#### Task objective:
List every line in the data below that contains the word "leaf". Case matters, so match only that exact capitalization.

#### Excerpted data:
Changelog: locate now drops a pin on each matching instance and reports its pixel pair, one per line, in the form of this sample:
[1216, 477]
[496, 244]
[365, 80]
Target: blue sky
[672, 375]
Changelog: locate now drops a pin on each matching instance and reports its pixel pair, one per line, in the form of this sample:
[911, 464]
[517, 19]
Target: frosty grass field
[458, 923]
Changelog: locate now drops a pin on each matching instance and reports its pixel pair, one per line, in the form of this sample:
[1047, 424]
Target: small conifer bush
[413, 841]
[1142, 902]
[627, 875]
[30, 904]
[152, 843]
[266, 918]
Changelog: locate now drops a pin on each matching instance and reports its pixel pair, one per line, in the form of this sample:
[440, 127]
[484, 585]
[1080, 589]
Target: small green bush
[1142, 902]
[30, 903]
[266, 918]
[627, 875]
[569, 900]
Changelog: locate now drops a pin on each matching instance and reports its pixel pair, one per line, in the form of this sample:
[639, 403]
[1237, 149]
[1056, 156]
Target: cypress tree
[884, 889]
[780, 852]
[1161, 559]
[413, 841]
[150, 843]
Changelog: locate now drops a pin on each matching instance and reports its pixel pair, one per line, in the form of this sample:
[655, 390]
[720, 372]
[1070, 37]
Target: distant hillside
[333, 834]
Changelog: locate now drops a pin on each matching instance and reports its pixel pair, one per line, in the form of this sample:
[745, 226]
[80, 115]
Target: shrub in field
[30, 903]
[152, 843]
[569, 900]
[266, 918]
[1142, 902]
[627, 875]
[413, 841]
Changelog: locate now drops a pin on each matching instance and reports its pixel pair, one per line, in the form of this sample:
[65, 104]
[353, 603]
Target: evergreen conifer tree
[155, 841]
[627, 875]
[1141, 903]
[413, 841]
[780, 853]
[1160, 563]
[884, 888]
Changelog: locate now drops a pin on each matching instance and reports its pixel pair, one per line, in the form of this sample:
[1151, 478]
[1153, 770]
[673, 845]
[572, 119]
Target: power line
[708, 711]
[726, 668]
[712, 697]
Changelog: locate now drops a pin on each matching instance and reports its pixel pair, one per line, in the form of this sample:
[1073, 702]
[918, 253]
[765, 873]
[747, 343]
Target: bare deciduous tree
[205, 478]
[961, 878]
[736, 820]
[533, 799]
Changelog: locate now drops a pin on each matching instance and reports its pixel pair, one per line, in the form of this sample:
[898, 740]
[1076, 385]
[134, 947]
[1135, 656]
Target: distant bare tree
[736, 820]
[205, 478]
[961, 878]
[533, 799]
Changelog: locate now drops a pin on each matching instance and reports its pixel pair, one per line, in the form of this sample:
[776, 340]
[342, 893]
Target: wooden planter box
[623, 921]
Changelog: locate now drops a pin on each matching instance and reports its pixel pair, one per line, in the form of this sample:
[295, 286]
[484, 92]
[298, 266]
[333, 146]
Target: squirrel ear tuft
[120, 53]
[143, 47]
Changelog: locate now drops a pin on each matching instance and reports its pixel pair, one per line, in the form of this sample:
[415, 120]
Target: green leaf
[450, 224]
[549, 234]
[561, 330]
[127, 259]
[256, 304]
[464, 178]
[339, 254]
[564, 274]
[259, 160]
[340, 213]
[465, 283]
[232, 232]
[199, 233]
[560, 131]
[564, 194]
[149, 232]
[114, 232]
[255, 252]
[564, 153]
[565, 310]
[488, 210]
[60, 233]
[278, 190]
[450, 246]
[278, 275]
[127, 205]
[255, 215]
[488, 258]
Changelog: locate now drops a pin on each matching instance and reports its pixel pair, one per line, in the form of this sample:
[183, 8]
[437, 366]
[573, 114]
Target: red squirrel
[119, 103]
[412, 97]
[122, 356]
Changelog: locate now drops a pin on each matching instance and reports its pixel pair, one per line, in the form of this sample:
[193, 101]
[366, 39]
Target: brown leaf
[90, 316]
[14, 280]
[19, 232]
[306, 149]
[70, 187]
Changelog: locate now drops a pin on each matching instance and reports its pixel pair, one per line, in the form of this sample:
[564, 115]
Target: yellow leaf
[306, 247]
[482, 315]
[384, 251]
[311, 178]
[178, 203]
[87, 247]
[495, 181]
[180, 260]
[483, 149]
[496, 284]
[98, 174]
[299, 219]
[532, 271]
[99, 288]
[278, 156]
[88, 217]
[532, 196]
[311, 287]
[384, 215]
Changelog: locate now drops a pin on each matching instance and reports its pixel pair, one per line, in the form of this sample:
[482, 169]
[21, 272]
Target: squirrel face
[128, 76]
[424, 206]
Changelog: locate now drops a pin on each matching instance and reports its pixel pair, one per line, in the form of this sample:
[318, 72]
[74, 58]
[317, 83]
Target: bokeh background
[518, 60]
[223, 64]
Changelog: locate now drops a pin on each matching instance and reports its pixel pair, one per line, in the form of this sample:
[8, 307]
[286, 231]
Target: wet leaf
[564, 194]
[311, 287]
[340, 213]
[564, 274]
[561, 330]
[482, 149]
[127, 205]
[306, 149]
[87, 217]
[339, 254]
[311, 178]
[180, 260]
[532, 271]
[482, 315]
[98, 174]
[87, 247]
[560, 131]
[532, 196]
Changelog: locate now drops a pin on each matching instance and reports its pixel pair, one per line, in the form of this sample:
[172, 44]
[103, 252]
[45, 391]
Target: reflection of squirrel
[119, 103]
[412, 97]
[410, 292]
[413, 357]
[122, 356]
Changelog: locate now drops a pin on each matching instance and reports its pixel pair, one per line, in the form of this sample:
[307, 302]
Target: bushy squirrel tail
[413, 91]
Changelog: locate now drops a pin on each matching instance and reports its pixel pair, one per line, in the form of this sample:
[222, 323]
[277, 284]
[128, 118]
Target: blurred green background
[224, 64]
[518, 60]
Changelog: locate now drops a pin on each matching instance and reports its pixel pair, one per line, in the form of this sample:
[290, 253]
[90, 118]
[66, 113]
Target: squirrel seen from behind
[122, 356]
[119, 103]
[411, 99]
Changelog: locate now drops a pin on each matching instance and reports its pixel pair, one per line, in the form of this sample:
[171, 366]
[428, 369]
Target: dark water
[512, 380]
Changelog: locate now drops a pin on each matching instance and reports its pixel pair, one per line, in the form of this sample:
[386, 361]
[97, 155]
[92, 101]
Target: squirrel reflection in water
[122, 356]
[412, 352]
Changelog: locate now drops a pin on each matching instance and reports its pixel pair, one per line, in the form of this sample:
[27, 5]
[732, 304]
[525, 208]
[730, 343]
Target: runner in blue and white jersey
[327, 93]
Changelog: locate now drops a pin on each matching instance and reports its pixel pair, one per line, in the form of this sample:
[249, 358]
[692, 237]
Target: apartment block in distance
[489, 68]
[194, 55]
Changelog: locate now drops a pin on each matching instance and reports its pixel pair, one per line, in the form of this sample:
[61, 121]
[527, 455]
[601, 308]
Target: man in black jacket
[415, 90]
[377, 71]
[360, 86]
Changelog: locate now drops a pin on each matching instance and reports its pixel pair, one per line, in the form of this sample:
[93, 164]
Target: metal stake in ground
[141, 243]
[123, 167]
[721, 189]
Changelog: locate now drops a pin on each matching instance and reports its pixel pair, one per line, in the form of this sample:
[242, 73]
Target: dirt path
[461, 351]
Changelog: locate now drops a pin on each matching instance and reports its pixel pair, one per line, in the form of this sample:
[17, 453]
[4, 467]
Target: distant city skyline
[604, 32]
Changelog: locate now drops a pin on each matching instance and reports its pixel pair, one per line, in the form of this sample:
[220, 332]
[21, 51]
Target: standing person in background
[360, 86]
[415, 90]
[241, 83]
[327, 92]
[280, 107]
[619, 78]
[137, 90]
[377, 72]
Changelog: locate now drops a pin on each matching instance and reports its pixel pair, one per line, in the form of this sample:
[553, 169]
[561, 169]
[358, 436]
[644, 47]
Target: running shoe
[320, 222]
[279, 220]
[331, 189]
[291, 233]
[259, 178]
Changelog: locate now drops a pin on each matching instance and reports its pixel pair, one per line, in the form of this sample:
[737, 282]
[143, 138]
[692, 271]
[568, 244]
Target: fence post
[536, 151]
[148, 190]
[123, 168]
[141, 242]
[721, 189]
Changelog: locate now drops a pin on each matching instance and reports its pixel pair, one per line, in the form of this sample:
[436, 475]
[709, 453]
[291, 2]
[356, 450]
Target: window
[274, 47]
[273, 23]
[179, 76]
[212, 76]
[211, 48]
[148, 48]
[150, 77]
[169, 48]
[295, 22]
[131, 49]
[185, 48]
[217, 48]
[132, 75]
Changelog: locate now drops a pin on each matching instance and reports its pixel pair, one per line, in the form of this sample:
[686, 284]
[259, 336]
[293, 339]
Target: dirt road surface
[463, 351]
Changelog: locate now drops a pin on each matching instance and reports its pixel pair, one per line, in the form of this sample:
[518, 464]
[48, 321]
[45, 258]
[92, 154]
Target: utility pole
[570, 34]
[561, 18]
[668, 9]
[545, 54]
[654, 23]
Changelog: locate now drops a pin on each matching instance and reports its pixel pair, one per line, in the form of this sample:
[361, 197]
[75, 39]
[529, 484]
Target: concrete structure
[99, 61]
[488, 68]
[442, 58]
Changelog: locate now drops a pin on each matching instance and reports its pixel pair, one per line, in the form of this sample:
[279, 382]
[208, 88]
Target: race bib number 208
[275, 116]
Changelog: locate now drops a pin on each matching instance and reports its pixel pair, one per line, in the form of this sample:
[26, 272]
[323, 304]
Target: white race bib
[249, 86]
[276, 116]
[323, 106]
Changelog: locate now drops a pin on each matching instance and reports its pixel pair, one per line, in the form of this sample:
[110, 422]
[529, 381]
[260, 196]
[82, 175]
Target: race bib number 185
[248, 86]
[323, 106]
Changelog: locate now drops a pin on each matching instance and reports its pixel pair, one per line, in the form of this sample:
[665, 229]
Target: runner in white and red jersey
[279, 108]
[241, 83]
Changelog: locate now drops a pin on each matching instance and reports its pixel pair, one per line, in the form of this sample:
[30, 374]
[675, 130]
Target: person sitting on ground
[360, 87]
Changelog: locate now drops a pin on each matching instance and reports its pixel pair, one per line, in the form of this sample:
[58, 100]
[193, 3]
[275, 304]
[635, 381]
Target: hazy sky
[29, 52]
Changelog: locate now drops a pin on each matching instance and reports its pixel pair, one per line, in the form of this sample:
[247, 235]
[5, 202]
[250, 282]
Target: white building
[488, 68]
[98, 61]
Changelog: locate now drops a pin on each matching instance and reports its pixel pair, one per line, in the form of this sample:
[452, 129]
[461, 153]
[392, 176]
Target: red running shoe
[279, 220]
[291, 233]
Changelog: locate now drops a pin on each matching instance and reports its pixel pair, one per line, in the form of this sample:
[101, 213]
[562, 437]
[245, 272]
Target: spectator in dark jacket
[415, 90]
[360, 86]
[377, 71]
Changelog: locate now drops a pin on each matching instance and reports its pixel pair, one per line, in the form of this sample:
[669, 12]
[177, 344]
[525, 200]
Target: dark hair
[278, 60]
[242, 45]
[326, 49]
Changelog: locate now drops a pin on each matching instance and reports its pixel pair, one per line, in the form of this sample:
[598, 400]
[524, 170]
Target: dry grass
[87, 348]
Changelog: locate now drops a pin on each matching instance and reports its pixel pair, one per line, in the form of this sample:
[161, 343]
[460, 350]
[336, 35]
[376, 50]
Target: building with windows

#### Answer in full:
Target: green leaf
Target: brown leaf
Target: yellow leaf
Target: wet leaf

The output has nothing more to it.